START GIVEN TEXT

A person who makes sure all the army's assets are accounted for, drives vehicles, and makes sure that troops have their beans and bullets on hand.

After the military, you can get jobs working in supply/warehouses at a higher pay level than entry warehouse workers. I believe it's a good job to transition over to civy side. As you worker you way up the ranks, you get qualifications that can put you directly into management positions. We've had Combat Storesmen (people not SupTechs trained to act like a minor SupTech) recently get out of the military and get civvy jobs due to their experience with stores.

Disclaimer: I am personally in the infantry but work in the RQMS. I hear from my superiors where they are going when they get out and also how hurtin' their trade is for people. I do not speak for the RC and open positions for that trade. If you take my suggestion, take it with a grain of salt and do some investigation on your own before running into a job.


----------



## Ciskman (29 Oct 2012)

GhostofJacK said:
			
		

> SupTech
> 
> Supply Technician
> 
> ...



Supply Techs allow have the unique opportunity to become parachute riggers. Invloves a lot of parachute packing/rigging but they also learn to lawndart out of planes!


----------



## AceOfSpades (30 Oct 2012)

Supply Tech is one of my new choices I made it is hiring now but I just have to wait for them to change what I am applying for.


----------



## Journeyman (30 Oct 2012)

END GIVEN TEXT

**WHAT TO WORK ON**
• a. Print the stretch of the Supply Technician thread from "Supply Tech is" through "Journeyman (30 Oct 2012)".
• b. In the Supply Technician thread, which usernames appear in the headings that carry a date?
• c. In the Supply Technician thread, what unique opportunity does Ciskman say Supply Techs have?
Rely only on the Supply Technician thread for your answers.

START INFORMATION GIVEN

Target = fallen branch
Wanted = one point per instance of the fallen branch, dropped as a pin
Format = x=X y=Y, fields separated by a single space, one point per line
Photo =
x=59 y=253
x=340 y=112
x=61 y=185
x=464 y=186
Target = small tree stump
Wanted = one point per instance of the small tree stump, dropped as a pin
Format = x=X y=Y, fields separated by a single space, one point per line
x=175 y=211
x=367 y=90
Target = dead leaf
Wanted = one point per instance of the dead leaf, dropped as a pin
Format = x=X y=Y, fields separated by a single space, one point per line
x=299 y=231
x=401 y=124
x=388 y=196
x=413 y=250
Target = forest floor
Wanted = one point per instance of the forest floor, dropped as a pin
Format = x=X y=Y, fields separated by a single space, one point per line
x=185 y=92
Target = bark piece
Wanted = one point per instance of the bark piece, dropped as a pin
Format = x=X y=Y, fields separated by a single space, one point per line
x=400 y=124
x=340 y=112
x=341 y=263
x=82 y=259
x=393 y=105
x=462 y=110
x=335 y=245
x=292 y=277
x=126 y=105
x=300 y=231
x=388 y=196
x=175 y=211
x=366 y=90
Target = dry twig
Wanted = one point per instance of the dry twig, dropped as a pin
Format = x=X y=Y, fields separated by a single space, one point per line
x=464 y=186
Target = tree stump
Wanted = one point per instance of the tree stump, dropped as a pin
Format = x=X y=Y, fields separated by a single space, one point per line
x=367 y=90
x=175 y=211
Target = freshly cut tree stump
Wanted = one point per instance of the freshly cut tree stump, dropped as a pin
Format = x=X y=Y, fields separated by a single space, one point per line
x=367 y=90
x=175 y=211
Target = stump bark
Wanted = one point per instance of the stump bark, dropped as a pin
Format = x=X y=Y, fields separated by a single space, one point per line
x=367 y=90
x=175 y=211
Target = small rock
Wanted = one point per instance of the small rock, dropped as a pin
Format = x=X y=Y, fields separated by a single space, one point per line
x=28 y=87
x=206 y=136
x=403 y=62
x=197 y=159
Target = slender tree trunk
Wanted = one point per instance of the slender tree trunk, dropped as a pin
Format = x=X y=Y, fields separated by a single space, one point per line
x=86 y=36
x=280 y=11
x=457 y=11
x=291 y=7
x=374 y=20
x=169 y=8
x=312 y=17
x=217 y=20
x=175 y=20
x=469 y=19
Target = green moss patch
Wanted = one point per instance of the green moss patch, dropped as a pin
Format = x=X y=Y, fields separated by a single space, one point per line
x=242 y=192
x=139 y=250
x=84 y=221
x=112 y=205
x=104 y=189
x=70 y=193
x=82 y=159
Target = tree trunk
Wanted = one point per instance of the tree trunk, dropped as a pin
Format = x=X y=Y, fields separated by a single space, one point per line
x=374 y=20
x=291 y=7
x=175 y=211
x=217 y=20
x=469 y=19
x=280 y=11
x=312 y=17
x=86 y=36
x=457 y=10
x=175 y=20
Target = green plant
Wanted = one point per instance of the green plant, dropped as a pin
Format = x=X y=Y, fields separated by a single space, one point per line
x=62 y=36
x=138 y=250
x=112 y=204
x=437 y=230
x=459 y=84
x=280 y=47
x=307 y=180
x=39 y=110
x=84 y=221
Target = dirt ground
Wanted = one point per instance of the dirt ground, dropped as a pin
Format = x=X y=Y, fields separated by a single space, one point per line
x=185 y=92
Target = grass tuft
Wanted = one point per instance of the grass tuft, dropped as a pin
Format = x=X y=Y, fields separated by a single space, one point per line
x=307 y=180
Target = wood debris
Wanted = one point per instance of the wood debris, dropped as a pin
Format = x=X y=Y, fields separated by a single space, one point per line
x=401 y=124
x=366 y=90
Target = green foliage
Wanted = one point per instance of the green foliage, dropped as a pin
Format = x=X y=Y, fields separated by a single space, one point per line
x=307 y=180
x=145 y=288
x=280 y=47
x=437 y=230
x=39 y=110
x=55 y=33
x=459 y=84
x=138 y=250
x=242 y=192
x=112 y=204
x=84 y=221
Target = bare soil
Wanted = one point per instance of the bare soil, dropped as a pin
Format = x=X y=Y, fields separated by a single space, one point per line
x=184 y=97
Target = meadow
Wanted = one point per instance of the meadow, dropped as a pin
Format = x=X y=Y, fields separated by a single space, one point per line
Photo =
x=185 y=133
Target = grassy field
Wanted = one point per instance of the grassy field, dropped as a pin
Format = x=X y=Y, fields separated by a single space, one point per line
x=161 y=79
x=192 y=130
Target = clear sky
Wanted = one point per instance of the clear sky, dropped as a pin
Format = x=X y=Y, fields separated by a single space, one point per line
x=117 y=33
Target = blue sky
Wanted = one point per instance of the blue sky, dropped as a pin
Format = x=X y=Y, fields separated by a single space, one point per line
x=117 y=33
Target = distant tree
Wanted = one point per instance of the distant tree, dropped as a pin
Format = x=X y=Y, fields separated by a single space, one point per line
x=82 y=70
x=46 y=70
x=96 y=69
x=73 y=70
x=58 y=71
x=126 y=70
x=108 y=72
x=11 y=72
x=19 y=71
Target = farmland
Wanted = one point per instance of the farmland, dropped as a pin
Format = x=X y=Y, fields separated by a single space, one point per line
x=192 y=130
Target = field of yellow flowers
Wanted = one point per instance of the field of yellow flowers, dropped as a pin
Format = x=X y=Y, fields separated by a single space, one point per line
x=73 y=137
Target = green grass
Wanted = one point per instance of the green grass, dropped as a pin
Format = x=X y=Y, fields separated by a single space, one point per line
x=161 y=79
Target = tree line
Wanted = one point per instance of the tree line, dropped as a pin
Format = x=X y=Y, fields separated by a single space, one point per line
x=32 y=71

END INFORMATION GIVEN

**ANSWERS IN ORDER**
• a.
Supply Tech is one of my new choices I made it is hiring now but I just have to wait for them to change what I am applying for.


----------



## Journeyman (30 Oct 2012)

• b. Ciskman, AceOfSpades, Journeyman

• c. They can become parachute riggers.